(Data entries)
━━━━━━

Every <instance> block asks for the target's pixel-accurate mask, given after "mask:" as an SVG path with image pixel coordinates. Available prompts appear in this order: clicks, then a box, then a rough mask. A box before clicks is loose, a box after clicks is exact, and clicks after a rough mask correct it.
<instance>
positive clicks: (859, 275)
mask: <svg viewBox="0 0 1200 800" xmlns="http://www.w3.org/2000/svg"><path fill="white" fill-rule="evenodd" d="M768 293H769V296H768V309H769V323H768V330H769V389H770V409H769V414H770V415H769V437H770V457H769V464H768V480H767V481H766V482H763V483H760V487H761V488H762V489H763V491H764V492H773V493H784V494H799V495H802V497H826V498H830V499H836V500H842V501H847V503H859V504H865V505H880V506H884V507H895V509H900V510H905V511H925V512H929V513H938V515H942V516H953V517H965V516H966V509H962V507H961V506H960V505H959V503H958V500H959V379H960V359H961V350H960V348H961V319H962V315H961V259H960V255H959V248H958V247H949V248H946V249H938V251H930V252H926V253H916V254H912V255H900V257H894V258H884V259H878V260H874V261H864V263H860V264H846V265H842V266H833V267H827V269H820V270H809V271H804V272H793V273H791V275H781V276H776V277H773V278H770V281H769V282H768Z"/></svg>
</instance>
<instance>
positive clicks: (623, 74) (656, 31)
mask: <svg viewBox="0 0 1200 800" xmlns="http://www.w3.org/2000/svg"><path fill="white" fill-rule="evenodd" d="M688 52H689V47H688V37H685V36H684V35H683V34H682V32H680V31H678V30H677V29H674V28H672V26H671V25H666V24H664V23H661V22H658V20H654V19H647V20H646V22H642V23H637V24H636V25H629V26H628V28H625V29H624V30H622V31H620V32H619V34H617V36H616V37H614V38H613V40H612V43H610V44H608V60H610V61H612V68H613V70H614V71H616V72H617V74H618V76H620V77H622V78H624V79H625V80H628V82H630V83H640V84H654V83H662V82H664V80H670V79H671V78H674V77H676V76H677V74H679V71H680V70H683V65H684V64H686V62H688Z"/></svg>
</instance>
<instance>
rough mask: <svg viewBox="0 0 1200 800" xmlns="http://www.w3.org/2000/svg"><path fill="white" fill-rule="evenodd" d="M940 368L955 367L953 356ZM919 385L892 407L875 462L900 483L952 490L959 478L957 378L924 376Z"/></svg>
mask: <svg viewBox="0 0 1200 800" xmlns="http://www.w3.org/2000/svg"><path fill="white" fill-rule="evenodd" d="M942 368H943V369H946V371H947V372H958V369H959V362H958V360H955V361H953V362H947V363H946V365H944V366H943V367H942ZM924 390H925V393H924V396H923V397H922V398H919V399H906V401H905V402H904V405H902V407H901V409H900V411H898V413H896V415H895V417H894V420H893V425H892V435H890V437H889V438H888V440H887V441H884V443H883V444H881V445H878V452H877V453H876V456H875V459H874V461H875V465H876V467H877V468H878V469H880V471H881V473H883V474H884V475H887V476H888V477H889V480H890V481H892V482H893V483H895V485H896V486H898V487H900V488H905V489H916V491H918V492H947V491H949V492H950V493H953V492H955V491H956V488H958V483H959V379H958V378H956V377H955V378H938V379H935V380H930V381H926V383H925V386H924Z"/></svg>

━━━━━━

> _What you have to do_
Precisely reproduce all the entries shown above.

> _Answer to the problem_
Every <instance> block asks for the target's pixel-accurate mask, given after "mask:" as an SVG path with image pixel coordinates. Available prompts appear in this order: clicks, then a box, then a rough mask. A box before clicks is loose, a box after clicks is exact, and clicks after a rough mask correct it.
<instance>
positive clicks: (859, 275)
mask: <svg viewBox="0 0 1200 800" xmlns="http://www.w3.org/2000/svg"><path fill="white" fill-rule="evenodd" d="M768 293H769V296H768V309H769V323H768V330H769V389H770V409H769V414H770V415H769V437H770V457H769V464H768V480H767V481H766V482H763V483H760V487H761V488H762V489H763V491H764V492H773V493H784V494H799V495H802V497H826V498H830V499H836V500H842V501H847V503H859V504H865V505H880V506H884V507H895V509H900V510H905V511H925V512H929V513H938V515H942V516H953V517H965V516H966V509H962V507H961V506H960V505H959V503H958V500H959V379H960V359H961V350H960V348H961V319H962V315H961V259H960V255H959V248H958V247H949V248H946V249H938V251H930V252H926V253H916V254H912V255H900V257H894V258H884V259H878V260H874V261H864V263H860V264H846V265H842V266H833V267H827V269H820V270H809V271H804V272H793V273H791V275H781V276H776V277H773V278H770V281H769V282H768Z"/></svg>
</instance>
<instance>
positive clicks: (623, 74) (656, 31)
mask: <svg viewBox="0 0 1200 800" xmlns="http://www.w3.org/2000/svg"><path fill="white" fill-rule="evenodd" d="M688 52H689V47H688V37H685V36H684V35H683V34H682V32H680V31H678V30H677V29H674V28H672V26H671V25H666V24H664V23H661V22H658V20H654V19H647V20H646V22H642V23H637V24H636V25H629V26H628V28H625V29H624V30H622V31H620V32H619V34H617V36H616V37H614V38H613V40H612V43H610V44H608V60H610V61H612V68H613V70H614V71H616V72H617V74H618V76H620V77H622V78H624V79H625V80H628V82H630V83H640V84H654V83H662V82H664V80H670V79H671V78H674V77H676V76H677V74H679V71H680V70H683V65H684V64H686V62H688Z"/></svg>
</instance>
<instance>
rough mask: <svg viewBox="0 0 1200 800" xmlns="http://www.w3.org/2000/svg"><path fill="white" fill-rule="evenodd" d="M940 368L955 367L953 356ZM919 385L892 407L875 462L900 483L952 490L959 478L957 378L924 376Z"/></svg>
mask: <svg viewBox="0 0 1200 800" xmlns="http://www.w3.org/2000/svg"><path fill="white" fill-rule="evenodd" d="M942 368H943V369H946V371H947V372H958V369H959V362H958V360H955V361H953V362H947V363H946V365H944V366H943V367H942ZM924 390H925V393H924V396H923V397H922V398H919V399H906V401H905V402H904V405H902V407H901V409H900V411H898V413H896V415H895V417H894V420H893V425H892V435H890V437H889V438H888V440H887V441H884V443H883V444H881V445H878V452H877V453H876V456H875V459H874V461H875V465H876V467H877V468H878V469H880V471H881V473H883V474H884V475H887V476H888V477H889V480H890V481H892V482H893V483H895V485H896V486H898V487H900V488H905V489H916V491H918V492H947V491H949V492H950V493H953V492H955V491H956V488H958V483H959V379H958V378H956V377H955V378H938V379H935V380H930V381H926V383H925V386H924Z"/></svg>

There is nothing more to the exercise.